Now, we focus on option scoring using question and document features. In this, question features are collected to produce an intermediate form of question called Question Feature Form (QFF) and document features are collected to produce an intermediate form of the document called Document Feature Form (DFF). These intermediate forms are mapped with options to learn supporting evidence. Feature scoring sections use ranked text passages. These passages are associated with a candidate answer which is one among four provided options. Now treating all the passages as evidence an intermediate feature form (IFF) of each passage is produced. IFF finds passages which are closely associated with that question for a given option. The final evidence score is calculated after merging the scores of all features. Figure 1 shows the overall architecture of evidence scoring system. It showing the three parts of the system first is related to feature extraction and IFF score generation. Second is related to gathering answer evidence, and third part is the merging and ranking section.
The calculated score is further used to design a learning algorithm to learn answer evidence. The learning algorithm is useful for evidence gathering for complex KBC questions having a question-option-answer dataset. The proposed approach is similar to learn a semantic parser. Semantic parsers map utterances to their formal meaning representations using a logical form. This approach uses question features to represent intermediate form to map ranked documents. For meaning representations, almost every parser uses a predefined set of constants. In this work, instead of using logical terms we focus on question features. These question features provide a significant indication in gathering supported evidence from the document. Let F be a set of features in the question (Q), and R be a set of ranked documents in the collection of documents (D). Also, let Y be an intermediate feature expression that can be executed against R to return evidence for particular answer E = EXECUTE(Y, R). The purpose is to build a feature function for mapping a natural language question Q to an intermediate feature form Y. We assume access to data containing (Qi), (Oi1, Oi2, Oi3, Oi4) where, i = 1... n question-option pairs and a ranked document set R. The learning algorithm estimates the parameters of a linear model for ranking the possible entries in E. Learning of word meaning is removed in the stages of parsing and validated by some features as part of the learning model.

- EXTRACTED ENTRIES
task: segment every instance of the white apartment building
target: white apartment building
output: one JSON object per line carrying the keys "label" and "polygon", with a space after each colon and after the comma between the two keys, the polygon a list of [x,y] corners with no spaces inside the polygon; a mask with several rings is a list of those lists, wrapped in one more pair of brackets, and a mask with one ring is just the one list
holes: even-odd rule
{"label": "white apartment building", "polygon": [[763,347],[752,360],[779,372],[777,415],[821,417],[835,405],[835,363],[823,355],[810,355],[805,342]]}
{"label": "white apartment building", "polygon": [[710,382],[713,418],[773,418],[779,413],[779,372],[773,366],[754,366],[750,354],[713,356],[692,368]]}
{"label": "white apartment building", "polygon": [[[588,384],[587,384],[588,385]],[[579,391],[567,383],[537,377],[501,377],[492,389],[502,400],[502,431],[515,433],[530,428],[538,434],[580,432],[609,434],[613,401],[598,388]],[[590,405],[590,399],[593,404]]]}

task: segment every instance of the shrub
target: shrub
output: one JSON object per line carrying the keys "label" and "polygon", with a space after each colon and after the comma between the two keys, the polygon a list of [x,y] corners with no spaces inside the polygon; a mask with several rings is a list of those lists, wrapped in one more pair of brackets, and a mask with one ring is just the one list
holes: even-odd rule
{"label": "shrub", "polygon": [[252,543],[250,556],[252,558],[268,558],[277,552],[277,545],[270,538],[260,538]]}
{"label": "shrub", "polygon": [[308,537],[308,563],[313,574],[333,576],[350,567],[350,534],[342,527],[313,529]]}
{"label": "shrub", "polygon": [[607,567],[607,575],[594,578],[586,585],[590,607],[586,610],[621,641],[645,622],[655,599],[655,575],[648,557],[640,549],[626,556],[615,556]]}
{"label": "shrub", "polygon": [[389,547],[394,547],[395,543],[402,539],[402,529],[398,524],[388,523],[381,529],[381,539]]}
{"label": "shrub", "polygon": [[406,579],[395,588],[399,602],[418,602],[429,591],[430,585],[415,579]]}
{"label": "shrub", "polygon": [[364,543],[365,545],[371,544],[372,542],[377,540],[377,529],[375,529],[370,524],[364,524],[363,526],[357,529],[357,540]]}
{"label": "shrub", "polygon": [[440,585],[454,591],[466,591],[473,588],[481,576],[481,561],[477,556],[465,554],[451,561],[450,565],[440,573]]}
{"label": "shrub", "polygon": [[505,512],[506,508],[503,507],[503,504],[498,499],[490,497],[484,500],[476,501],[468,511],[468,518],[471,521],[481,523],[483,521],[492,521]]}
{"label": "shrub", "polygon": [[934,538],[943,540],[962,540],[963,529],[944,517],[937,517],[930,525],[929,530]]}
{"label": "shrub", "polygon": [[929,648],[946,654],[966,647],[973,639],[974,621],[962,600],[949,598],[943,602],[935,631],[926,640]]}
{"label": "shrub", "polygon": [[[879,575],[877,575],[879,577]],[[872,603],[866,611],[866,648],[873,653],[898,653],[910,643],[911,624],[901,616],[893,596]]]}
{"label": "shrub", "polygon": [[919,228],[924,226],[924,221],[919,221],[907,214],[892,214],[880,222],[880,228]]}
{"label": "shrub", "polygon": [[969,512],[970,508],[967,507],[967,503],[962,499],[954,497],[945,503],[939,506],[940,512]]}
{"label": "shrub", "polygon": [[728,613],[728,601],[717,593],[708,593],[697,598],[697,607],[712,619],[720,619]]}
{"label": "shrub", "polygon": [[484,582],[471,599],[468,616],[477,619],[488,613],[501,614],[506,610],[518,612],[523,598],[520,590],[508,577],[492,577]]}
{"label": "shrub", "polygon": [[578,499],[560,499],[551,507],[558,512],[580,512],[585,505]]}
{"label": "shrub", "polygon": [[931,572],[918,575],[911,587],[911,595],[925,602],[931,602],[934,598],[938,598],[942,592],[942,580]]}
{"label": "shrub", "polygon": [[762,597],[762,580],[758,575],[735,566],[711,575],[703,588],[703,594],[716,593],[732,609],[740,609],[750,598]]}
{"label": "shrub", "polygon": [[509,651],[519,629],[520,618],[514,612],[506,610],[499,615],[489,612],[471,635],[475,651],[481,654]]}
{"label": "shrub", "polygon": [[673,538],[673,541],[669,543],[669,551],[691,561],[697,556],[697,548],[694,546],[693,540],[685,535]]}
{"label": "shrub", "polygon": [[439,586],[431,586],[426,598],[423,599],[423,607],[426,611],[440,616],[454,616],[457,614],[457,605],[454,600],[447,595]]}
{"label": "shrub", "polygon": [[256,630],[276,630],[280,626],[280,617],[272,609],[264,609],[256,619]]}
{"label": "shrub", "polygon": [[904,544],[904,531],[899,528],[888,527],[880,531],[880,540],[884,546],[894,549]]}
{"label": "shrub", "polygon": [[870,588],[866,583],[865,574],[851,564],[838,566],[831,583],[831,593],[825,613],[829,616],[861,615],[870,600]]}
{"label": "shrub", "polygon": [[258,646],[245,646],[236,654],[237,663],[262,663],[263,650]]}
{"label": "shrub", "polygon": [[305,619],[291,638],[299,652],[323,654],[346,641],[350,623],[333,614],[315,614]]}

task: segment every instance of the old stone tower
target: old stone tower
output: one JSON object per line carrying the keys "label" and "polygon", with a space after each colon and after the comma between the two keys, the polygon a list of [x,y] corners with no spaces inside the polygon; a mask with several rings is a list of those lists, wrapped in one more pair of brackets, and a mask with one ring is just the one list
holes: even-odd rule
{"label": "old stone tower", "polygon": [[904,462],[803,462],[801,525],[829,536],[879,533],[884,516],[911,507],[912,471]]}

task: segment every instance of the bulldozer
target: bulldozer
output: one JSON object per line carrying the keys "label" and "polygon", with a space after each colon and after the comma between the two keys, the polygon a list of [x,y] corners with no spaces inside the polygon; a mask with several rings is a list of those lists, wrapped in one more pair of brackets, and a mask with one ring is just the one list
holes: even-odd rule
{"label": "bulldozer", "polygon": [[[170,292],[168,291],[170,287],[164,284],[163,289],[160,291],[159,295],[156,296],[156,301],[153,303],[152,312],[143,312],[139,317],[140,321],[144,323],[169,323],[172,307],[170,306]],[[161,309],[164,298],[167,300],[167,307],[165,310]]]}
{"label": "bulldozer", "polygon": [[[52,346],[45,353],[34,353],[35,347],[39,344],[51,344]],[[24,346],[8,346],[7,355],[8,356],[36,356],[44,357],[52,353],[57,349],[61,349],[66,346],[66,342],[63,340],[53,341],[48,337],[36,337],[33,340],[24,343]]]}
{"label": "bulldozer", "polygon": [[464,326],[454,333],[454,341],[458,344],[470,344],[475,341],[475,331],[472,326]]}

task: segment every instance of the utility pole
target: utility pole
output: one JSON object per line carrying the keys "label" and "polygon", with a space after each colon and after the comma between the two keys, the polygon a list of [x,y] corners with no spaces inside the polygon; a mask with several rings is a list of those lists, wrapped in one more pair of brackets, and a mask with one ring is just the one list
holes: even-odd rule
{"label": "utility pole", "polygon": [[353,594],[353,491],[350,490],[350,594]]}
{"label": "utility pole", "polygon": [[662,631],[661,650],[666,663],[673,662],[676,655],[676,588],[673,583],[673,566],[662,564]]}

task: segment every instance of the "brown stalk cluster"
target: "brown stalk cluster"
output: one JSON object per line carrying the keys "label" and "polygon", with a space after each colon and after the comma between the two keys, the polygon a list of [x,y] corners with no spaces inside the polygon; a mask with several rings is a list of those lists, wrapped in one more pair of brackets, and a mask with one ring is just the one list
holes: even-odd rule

- PROMPT
Repeat the full text above on evidence scoring for multiple-choice questions, word for word.

- RESULT FOR THIS EXERCISE
Now, we focus on option scoring using question and document features. In this, question features are collected to produce an intermediate form of question called Question Feature Form (QFF) and document features are collected to produce an intermediate form of the document called Document Feature Form (DFF). These intermediate forms are mapped with options to learn supporting evidence. Feature scoring sections use ranked text passages. These passages are associated with a candidate answer which is one among four provided options. Now treating all the passages as evidence an intermediate feature form (IFF) of each passage is produced. IFF finds passages which are closely associated with that question for a given option. The final evidence score is calculated after merging the scores of all features. Figure 1 shows the overall architecture of evidence scoring system. It showing the three parts of the system first is related to feature extraction and IFF score generation. Second is related to gathering answer evidence, and third part is the merging and ranking section.
The calculated score is further used to design a learning algorithm to learn answer evidence. The learning algorithm is useful for evidence gathering for complex KBC questions having a question-option-answer dataset. The proposed approach is similar to learn a semantic parser. Semantic parsers map utterances to their formal meaning representations using a logical form. This approach uses question features to represent intermediate form to map ranked documents. For meaning representations, almost every parser uses a predefined set of constants. In this work, instead of using logical terms we focus on question features. These question features provide a significant indication in gathering supported evidence from the document. Let F be a set of features in the question (Q), and R be a set of ranked documents in the collection of documents (D). Also, let Y be an intermediate feature expression that can be executed against R to return evidence for particular answer E = EXECUTE(Y, R). The purpose is to build a feature function for mapping a natural language question Q to an intermediate feature form Y. We assume access to data containing (Qi), (Oi1, Oi2, Oi3, Oi4) where, i = 1... n question-option pairs and a ranked document set R. The learning algorithm estimates the parameters of a linear model for ranking the possible entries in E. Learning of word meaning is removed in the stages of parsing and validated by some features as part of the learning model.